* MATERIAL FOR THE TASK:
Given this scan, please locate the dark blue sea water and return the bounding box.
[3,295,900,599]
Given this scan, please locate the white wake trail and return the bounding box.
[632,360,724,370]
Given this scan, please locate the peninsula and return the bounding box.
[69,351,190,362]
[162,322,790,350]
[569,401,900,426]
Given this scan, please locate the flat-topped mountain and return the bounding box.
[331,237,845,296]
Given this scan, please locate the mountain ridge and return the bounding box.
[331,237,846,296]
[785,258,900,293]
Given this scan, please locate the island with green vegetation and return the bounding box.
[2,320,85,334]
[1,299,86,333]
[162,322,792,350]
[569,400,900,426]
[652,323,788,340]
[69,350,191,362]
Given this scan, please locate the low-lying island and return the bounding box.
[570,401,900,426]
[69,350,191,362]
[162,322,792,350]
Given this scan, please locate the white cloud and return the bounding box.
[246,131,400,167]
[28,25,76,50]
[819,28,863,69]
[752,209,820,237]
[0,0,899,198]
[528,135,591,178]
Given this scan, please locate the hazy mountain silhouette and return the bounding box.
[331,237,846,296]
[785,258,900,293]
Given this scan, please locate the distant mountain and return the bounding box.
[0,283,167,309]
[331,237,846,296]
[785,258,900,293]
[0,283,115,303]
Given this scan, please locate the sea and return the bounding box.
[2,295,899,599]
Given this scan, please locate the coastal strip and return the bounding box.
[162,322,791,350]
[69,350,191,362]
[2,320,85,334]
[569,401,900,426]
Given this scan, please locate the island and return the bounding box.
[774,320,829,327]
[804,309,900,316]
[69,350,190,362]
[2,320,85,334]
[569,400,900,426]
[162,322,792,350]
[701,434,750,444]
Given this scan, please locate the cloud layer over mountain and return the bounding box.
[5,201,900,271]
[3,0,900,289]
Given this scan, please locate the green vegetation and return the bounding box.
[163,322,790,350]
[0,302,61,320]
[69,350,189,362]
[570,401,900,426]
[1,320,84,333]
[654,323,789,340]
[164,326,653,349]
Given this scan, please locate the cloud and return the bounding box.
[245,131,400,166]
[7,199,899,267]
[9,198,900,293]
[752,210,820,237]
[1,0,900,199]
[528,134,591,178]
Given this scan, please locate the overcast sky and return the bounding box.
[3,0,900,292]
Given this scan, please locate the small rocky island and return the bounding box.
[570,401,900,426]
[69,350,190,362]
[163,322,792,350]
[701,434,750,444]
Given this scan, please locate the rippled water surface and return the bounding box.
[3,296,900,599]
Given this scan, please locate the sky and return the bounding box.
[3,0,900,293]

---

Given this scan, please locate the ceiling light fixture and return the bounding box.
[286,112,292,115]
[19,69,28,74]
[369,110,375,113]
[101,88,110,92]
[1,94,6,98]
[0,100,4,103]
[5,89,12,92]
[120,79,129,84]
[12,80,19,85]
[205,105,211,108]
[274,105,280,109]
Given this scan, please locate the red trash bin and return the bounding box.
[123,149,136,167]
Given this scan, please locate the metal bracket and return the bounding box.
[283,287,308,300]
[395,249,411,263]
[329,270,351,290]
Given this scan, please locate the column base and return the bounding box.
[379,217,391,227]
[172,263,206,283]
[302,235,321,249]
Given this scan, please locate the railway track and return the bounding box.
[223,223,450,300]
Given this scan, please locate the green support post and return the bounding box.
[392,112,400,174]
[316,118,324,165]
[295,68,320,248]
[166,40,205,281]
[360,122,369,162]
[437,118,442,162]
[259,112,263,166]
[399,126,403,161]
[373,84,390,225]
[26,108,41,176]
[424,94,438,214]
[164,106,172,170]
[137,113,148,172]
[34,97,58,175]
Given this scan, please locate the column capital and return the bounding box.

* TASK STATEMENT: Print exactly the lines above, between the one holding "Given this scan, please locate the green support" and the one holding "Given this scan, please locate the column capital", inclusive, and nothing besides.

* OUTPUT FOR THIS TASK:
Given this scan, please locate the green support post and return the bounding box.
[392,112,400,174]
[316,118,324,165]
[295,68,320,248]
[166,40,205,281]
[360,122,369,162]
[437,118,442,162]
[259,112,263,166]
[399,126,403,161]
[373,84,390,225]
[26,108,41,176]
[424,94,438,214]
[164,106,172,170]
[137,113,148,172]
[34,97,58,175]
Given this scan, please locate the column capital and return the bounding box.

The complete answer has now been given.